> STATED TASK A
Please summarize the passage on Bernays in two sentences.
> STATED TASK B
According to the passage on Bernays, how was bacon promoted as part of healthy eating?

> PAGE EXCERPT
--- Begin ---

Bernays defines the PR consultant as someone who, far more than a press representative, can create an effective symbolic bond within the crowd. Suitable advertising messages are developed on the basis of group psychology and distributed in a recipient-oriented manner through a special message design in selected channels.

He gives examples from his previous professional activity and cites ideas from Walter Lippmann and Wilfred Trotter .

Summary

Part 1 - Topic and tasks

Bernays presents the successes of his previous consulting work:

  • He fought the rumor that a hotel was going to close by publicly announcing a new contract with a well-known and well-paid maître d'hôtel . (Pp. 14–16)
  • Bacon was promoted as part of healthy eating by commissioning a scientific study that showed that a “hearty” breakfast is particularly healthy when it contains bacon. (Pp. 16–17)
  • Kansas wheat crop labor shortages were addressed by promoting the harvest to war returnees through the Department of Defense and the Associated Press . (Pp. 21–24)
  • Reinforcement of Lithuanian national sentiment through the formation of a Lithuanian National Council, which conveys interesting news to intellectuals, politicians, sports fans and other demographically profiled sections of the population who influence the opinion of other groups, with favorable consequences for Lithuania. (Pp. 24–27)
  • Promotion of the League of Nations through a mixed committee (made up of women's representatives, democrats, republicans, radicals, reactionaries, associations and clubs) which publicly endorsed it. (Pp. 31–32)

According to Bernays, public opinion is becoming more and more important insofar as people want to be better informed and organizations try to convey a better picture of themselves. This is particularly true of the public utilities that are supposed to serve the public interest. (Pp. 41–46)

Part 2 - The group and the herd

According to Bernays, “public opinion” consists of disordered ideas and preconceived judgments that lie side by side in the mind of the average individual. He quotes Wilfred Trotter as saying that this average person has many strong convictions whose origins he cannot explain. The consciousness also has “logic-resistant departments”, which should preferably or exclusively be approached with means beyond the rational. (Pp. 61–68)

After discussing the mutual relationship between the press and the public, Bernays suggests understanding the complexity of established public opinion. He invokes the concept of the “stereotype” described by Walter Lippmann , which explains that stereotypes that people already have determine what new content they can insert as “facts” into the coherent worldview. He quotes from Everett Dean Martin's book The Behavior of Crowds from 1920, how herd mentality can increase people's unconscious urges, lower inhibitions and heighten antagonisms with other groups. Educated people can show this mentality just as much as the ignorant. Bernays quotes Trotter, saying that the herd mentality always affects people, not only when they are part of an actual crowd on the street. (see pp. 98–110)

--- End ---

> RECORD SET
--- Begin ---

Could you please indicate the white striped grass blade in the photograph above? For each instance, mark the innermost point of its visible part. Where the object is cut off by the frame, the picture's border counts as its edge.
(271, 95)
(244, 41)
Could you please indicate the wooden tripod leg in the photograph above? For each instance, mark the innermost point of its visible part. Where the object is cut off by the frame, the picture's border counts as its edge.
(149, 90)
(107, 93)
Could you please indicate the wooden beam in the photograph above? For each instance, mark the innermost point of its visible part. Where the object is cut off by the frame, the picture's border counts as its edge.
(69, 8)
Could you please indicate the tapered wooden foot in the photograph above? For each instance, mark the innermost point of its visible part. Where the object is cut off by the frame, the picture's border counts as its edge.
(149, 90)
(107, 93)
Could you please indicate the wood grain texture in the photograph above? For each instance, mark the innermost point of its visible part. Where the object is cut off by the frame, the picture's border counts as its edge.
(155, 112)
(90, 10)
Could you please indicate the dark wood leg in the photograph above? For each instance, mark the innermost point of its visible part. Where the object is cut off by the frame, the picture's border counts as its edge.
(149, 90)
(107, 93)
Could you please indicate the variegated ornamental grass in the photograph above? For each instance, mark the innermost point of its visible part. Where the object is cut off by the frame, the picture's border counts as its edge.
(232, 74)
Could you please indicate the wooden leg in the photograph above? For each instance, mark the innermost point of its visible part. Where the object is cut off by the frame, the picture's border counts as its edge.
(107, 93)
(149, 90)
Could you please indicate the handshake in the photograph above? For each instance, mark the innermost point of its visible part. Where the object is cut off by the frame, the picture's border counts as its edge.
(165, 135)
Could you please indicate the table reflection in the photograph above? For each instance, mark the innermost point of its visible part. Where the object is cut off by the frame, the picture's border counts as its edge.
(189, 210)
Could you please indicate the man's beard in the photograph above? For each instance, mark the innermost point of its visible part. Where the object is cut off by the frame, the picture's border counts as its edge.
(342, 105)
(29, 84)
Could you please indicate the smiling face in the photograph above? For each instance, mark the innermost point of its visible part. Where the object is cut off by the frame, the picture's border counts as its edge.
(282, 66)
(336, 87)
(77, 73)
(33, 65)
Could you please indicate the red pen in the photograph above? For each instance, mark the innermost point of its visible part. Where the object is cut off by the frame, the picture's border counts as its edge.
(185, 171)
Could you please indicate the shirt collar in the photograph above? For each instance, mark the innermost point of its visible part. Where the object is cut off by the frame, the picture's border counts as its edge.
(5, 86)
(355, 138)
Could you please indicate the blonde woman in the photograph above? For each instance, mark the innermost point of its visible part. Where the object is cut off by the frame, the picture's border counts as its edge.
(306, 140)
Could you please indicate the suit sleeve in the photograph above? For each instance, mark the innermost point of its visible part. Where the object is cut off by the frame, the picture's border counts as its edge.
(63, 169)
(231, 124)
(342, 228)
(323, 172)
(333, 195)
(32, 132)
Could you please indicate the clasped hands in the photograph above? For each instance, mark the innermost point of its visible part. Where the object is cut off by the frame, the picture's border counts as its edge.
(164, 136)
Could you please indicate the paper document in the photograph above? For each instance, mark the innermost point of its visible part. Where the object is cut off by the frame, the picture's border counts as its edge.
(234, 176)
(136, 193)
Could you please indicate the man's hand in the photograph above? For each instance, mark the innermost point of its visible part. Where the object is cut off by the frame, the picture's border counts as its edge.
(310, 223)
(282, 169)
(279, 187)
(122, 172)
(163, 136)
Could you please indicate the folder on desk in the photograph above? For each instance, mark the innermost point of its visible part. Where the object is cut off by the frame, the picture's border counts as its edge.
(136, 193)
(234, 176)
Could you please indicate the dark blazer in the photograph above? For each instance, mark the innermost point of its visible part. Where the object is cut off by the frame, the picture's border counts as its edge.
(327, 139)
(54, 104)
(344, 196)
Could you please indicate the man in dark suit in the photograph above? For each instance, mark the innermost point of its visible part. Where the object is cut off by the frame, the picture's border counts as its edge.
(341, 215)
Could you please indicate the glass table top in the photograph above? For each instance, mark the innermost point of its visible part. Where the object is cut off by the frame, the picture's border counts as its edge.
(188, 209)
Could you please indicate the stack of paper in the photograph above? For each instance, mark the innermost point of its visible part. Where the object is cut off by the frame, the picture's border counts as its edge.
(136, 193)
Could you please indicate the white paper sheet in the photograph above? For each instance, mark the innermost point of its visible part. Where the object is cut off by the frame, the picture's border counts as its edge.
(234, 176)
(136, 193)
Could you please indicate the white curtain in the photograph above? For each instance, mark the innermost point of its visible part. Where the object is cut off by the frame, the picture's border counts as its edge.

--- End ---

> EXERCISE ANSWER A
Bernays presents the PR consultant as someone who creates a symbolic bond within the crowd, and he illustrates this with campaigns from his own consulting work, such as promoting bacon, the Kansas wheat harvest, Lithuanian national sentiment and the League of Nations. Drawing on Walter Lippmann and Wilfred Trotter, he describes public opinion as disordered ideas and preconceived judgments shaped by stereotypes and by a herd mentality that affects the educated as much as the ignorant.

> EXERCISE ANSWER B
A scientific study was commissioned, and it showed that a "hearty" breakfast is particularly healthy when it contains bacon.